GOAL.
Can you copy the items word for word, from the very first line through the line containing "[[419, 154], [419, 176], [426, 174], [426, 154]]"?

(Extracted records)
━━━

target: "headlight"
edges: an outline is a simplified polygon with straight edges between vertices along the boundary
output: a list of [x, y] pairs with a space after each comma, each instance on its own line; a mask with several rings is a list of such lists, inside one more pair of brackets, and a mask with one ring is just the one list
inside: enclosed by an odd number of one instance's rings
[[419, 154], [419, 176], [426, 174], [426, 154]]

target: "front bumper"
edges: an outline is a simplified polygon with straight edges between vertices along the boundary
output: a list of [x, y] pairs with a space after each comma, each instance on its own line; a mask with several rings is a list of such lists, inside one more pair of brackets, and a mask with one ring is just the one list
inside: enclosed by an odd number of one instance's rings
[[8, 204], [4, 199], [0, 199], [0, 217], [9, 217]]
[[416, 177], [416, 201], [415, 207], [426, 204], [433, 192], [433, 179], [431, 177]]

━━━

REPLY TO THE EXERCISE.
target: "headlight"
edges: an outline is a simplified polygon with straight edges between vertices along the boundary
output: a list of [x, y] pairs with a space after each comma, each instance on its own line; a mask with several rings is a list of such lists, inside one more pair of brackets, and a mask with one ring is just the one list
inside: enclosed by an odd number of one instance's rings
[[419, 154], [419, 176], [426, 174], [426, 154]]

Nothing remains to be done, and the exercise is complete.